Every record below must be copied exactly, with images dropped.

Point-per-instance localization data

=== Section Start ===

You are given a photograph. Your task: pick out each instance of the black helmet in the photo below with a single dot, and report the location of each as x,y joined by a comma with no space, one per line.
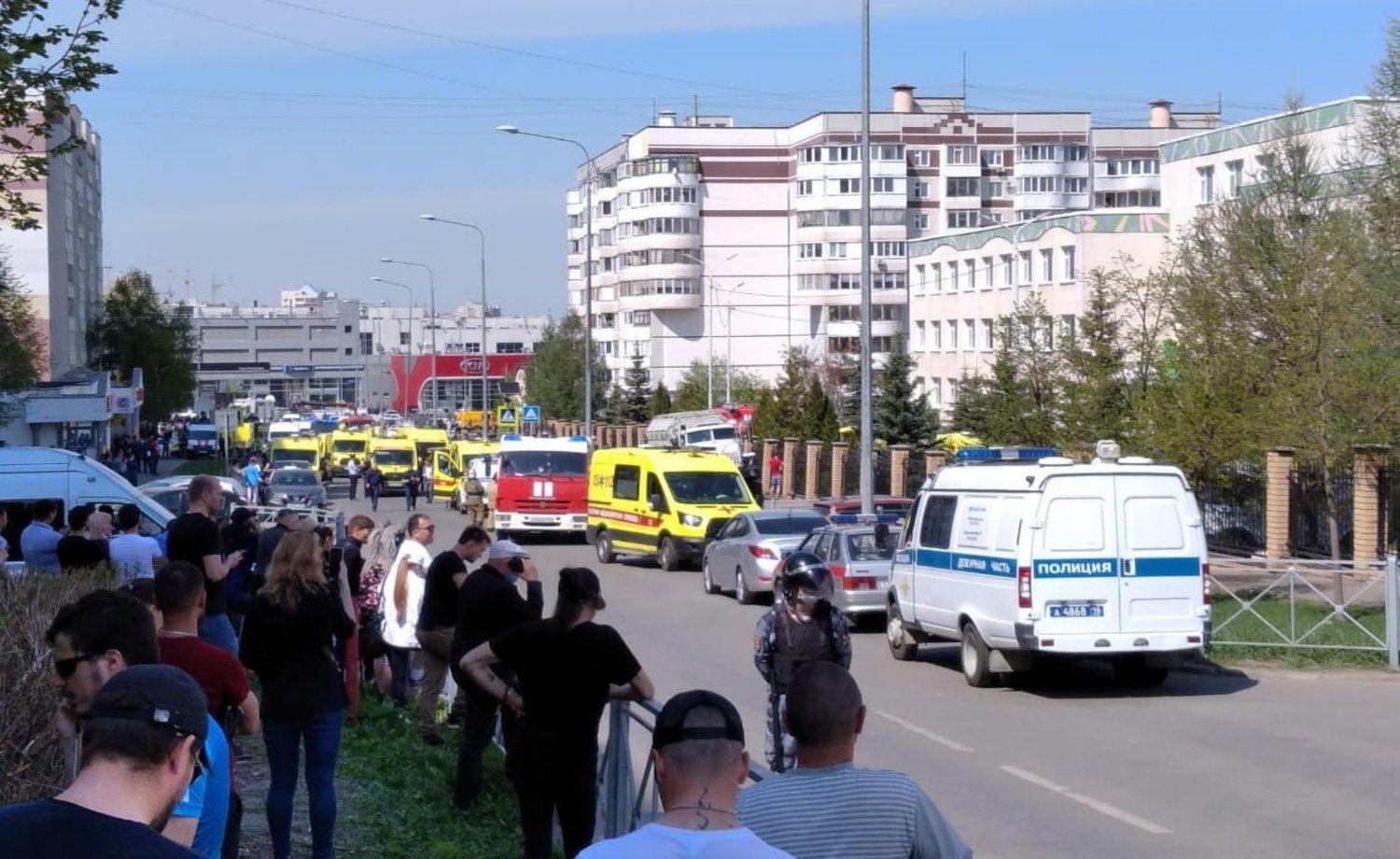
803,570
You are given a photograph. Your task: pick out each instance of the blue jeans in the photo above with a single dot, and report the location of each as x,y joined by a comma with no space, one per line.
321,735
218,631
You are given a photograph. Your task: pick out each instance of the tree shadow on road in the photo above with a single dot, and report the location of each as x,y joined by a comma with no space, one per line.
1085,679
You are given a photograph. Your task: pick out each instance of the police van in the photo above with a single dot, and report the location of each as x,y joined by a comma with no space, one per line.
1021,554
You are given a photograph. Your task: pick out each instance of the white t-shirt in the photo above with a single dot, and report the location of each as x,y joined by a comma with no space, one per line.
658,841
395,634
133,556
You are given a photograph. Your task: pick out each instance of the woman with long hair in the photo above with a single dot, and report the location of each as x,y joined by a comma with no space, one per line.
288,640
568,668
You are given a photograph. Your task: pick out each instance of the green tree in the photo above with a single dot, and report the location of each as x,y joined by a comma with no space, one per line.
1095,388
660,402
637,392
554,373
902,414
136,330
21,339
42,64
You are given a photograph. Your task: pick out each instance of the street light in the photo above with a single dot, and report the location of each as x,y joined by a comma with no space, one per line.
408,360
486,389
588,271
431,313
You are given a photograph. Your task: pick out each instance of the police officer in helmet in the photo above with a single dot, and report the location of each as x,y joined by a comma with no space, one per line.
803,627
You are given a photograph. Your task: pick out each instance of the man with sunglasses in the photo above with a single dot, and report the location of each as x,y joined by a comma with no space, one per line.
95,640
801,628
143,744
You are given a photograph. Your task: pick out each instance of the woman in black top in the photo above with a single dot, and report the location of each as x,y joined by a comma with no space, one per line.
568,669
287,641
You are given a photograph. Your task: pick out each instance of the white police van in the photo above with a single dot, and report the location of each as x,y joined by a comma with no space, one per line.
1018,553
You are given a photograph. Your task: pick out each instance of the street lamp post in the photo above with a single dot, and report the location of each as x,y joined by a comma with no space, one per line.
588,271
431,313
486,389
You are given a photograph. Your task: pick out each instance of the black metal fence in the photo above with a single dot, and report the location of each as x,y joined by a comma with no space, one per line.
1313,520
1232,505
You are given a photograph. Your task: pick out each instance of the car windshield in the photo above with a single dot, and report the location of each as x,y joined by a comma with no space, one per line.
394,458
789,525
864,547
707,488
294,477
557,463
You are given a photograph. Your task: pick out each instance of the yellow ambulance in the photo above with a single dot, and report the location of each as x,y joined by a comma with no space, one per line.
661,502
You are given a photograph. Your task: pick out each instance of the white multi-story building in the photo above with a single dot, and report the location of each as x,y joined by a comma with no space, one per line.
711,238
61,261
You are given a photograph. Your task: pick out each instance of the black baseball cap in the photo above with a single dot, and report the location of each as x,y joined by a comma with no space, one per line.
159,696
671,722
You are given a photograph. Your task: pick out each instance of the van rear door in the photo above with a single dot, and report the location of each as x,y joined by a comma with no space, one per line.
1074,561
1161,556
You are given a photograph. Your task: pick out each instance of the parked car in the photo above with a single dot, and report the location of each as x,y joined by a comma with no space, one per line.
748,548
860,558
296,488
888,509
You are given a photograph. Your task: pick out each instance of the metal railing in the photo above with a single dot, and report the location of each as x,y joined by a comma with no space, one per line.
626,802
1308,604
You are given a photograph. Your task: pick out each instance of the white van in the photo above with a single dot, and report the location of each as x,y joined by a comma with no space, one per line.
1016,553
31,474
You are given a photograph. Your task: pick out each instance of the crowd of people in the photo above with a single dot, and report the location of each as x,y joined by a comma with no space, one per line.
154,688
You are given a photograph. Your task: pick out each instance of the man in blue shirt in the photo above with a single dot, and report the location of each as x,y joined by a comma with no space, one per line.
38,542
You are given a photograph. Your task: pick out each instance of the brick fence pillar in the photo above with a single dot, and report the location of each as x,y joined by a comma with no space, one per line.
1277,500
789,461
1366,523
898,470
840,450
814,469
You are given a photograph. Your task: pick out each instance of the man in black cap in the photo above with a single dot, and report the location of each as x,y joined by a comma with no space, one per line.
699,760
143,743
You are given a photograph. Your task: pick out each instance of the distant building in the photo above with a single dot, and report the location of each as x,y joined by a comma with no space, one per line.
61,262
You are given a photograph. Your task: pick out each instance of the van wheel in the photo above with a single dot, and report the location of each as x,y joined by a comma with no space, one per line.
1134,671
741,589
710,587
666,556
976,659
902,645
602,544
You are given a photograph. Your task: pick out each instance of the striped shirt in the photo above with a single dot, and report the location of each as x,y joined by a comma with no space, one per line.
843,811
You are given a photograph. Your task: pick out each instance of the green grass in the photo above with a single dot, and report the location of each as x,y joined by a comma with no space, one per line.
403,794
1295,623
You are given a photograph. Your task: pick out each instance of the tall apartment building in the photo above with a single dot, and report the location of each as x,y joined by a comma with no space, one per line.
61,261
714,238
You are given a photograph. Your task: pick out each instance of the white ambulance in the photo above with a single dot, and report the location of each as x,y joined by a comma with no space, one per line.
1021,554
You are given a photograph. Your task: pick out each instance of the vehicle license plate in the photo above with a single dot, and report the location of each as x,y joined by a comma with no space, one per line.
1077,610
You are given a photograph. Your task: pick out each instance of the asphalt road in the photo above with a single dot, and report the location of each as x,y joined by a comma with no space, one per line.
1273,764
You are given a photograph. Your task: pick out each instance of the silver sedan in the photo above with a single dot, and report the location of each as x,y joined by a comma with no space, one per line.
747,551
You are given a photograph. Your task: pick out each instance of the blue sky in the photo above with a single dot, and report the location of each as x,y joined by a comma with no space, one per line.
277,146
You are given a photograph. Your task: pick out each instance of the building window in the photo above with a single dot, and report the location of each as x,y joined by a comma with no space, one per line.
1237,176
962,154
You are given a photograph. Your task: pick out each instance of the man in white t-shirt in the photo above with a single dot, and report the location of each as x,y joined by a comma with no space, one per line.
133,554
402,600
699,758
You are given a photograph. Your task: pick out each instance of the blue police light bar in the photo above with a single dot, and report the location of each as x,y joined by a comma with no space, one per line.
1004,455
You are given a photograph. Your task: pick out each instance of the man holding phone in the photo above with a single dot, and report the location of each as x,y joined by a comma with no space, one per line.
489,606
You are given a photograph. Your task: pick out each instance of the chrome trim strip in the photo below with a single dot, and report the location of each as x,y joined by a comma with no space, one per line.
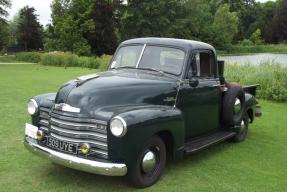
140,58
99,152
124,124
74,123
67,108
44,128
104,145
78,132
96,167
44,122
59,115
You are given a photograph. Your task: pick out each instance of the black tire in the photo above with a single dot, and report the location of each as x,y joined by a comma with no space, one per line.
242,133
231,118
140,179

=== Section End ===

Task response
You are given a photograph. Your task: pick out each instance of the black helmet in the photo below with a single dot, and report the location of each as x,y joined by a comma with no space, one per line.
803,570
You are given a photograph. Your task: pick out each instance of the blue jeans in the photo above with a single dot, and report the location of each as x,y joined by a comma with no space, one per line.
321,735
218,631
You are given a photograph. Your task: pick out each instance of the tree shadow on road in the photo above with a single dot, and report the location of each as x,y joined by a comma with no space, one per line.
1085,679
You are given a photograph. Your task: pick out each instance of the police van in the photo above with a single dot, and report the location of each as x,y joined by a comma with no space, one per line.
1021,554
You are given a photograph. Your task: pick out each instance of the white t-shirt in the photo above with a single dot, and report the location of each as x,y joined by a comma with no space, one per line.
658,841
395,634
133,556
You are given a photograph. Your task: pick out each instance of the woman with long hair in the photo above with a single dot, and report the location of each as x,y joined by a comma with no space, one per line.
288,640
568,668
You are given a photograph. Your task: pick out each instance of the green tree in the photo above with a single dot, and report the location of each as x,y joined by a comma with no space, one per line.
1095,388
660,402
637,392
554,373
902,414
136,330
21,339
42,64
You are given a photograph. Your task: pick out each instance of the street light in the photo above with a single dot, and report the location of each as x,y joined by a comma with no space, one per line.
408,360
486,389
588,271
431,313
You are given a photograph. Your task: pick out each instance of the police officer in helmet in the photo above with a single dot, and report the location of each as x,y joined by a comma with no space, one per line.
803,627
You are given a photograph. Your task: pick out each instance of the man with sunglasses in the photo above with a single dot, and report the location of each as x,y joined by a comma with no space, one per line.
95,640
801,628
143,744
You are given a photograph. Your task: pick out each instance of the woman in black top in the photo above with a single dot, and report the location of each as x,y joined by a comma with no space, one per line.
568,669
287,641
You are given a photograph. Your task: pick out each instance of the white police van in the photo above with a single dot, and report the location of each as x,y joined by a comma with no space, one per line.
1018,553
You are given a photograph. Your task: pick out each instance of the street lamp post in the photo above with a single dot, and report the location of each as x,y joined by a comma with no space, one per line.
588,271
431,313
486,389
You are given a photograph. Your task: pick out each instance of the black metal fence in the photo above with a single dot, and report the location of each as x,y joined by a comma with no space, one per line.
1313,520
1232,505
You are given a photograph. Your task: pick out each instance of the car windshield in the photo above with a single dot, and report the location of each as x,y joined by a comma with no space, one per line.
394,458
789,525
864,547
707,488
294,477
557,463
You are given a photograph. Your task: pick out each instance of the yellow ambulance in the photo above with a single dot, and report the location of each as x,y joined by a comma with no space, one per line.
661,502
You are given a photograph. Your task: pick out each instance of the white multi-story building in the photo above with a single dot, and report the location of each as x,y joined by a comma with no space, one per line.
711,238
61,261
You are given a photograph. Your task: pick out each instance of the black baseball cap in the photo above with a single dot, and report the location of each as x,y joined by a comma with no space, one per line.
159,696
671,722
You are given a photograph. Your task: pick out each instance of the van rear door in the photo above with a single dot, and report the location of each as x,y joined by a comma with no space, one per line.
1074,561
1161,556
You are given a photograph. Your task: pick out each instance of the parked car in the photo above with a single dot, and report the location of each as x,y joined by a comma with no space, one per line.
748,548
860,558
296,488
888,509
You are given a photograph. Your task: pick out each instance of the metal railing in the photo above with a single dot, and report the location of each as x,y joined by a comma with no space, one per line.
626,802
1308,604
You are given a photograph. Your task: pick out each instance of the white van in the photo above with a single dot, and report the location of each as x,y joined by a comma with no space, one per line.
1016,553
31,474
You are given a photograph. Your task: pick out each instance of the crowd of people in the photo above with a single dot, and report the location of each as x,y joined by a comma with no space, one per line.
154,688
You are given a photograph. Your task: pick out each instance of the man in blue shirt in the photo above with a single dot, and report the location of each as x,y joined by a comma with no space, one per line.
38,542
You are given a photograph. Your task: pick out each instance of the brick fence pillar in the photo above with a single dot, and report the location of each as x,y joined by a comma with no space, one per line.
1277,500
789,461
1366,523
898,470
840,450
814,469
You are given a photograph. Your task: pick out each instance of the man in black cap in the photo above with a single dot, and report the location of each as x,y joined by a comma with no space, one per line.
699,760
143,743
You are given a photograph. Your task: pick out each instance of the distant building in the photo above with a single dot, and report the location of each as x,y joined by a comma with no space, one per line.
61,262
You are given a photograph. Your task: pick out each instance of the van wheel in the photo above with a single dot, and report the location of each as x,y joined by a comma with no space, one per line.
1134,671
741,589
710,587
666,556
976,659
902,645
602,544
You are given a photograph. Your task: pick out each instance of the striped shirt in the photo above with a single dot, and report the location of each as x,y joined by a comma with no space, one per line.
843,811
You are given a photograph. Your task: pick out each instance of the green grass in the photo above with a single dot, and report the location of each as x,y joined by a comma with no space, one per line.
403,794
1295,623
You are given a photograph. Your task: pick out each instance of the tall apartment building in the photo above with a single dot, and report the location of each as x,y joined by a comma with no space, one per line.
61,261
714,238
You are given a photograph. Your task: pick out each instance of the white ambulance in the photo above with a single dot, and report the location of each as x,y joined by a comma with no space, one per line.
1021,554
You are given a photograph. Your task: pick out each instance of the vehicle license plate in the photo above with a single dot, and report the location of each as x,y joined by a comma with no space, one per line.
1077,610
You are given a photograph. Your task: pick out each instance of the asphalt road in the photo above with a single dot, and report the location of each as x,y joined by a comma with no space, one per line.
1273,764
You are given a photograph. Your task: pick out each instance of the silver sedan in the photo above with a single dot, and report the location of each as x,y joined by a comma with no space, one per line.
747,551
You are given a photograph. Your task: pick out each instance of the blue sky in the photo above with a single dot, and report the location of each as x,y joined by a comma with no space, one per line.
277,146
You are given a photograph. Your task: pick out each instance of the building window in the photo above with a single dot, and report the location of each as x,y joined by a comma with no space, one per line.
1237,176
962,154
You are given a photograph. Your task: pick out each instance of the man in white t-shirt in the photo above with a single dot, and report the location of each as x,y joined by a comma with no space, one per line.
133,554
402,600
699,758
You are given a photograph. Your task: pick out each instance of the blue police light bar in the photo above with a single dot, and report the location of each as x,y joined by a comma with no space, one per line.
1004,455
You are given a photograph. Your task: pick out each instance of the man holding phone in the photo above with a single dot, and report the location of each as x,y joined by a comma with no space, one per line.
489,606
You are given a photograph. Your task: pick out each instance of the chrome trim strip in the photo below with a single dot, and report the location of each as x,y joined by a comma with no space, one per line.
140,58
99,152
124,124
74,123
67,108
44,128
104,145
78,132
96,167
44,122
59,115
You are given a photograph. Your task: pick out each instance of the black tire in the photo above with a single dot, and report the location of each as x,y joined by a comma with no space, one per line.
242,133
231,118
140,179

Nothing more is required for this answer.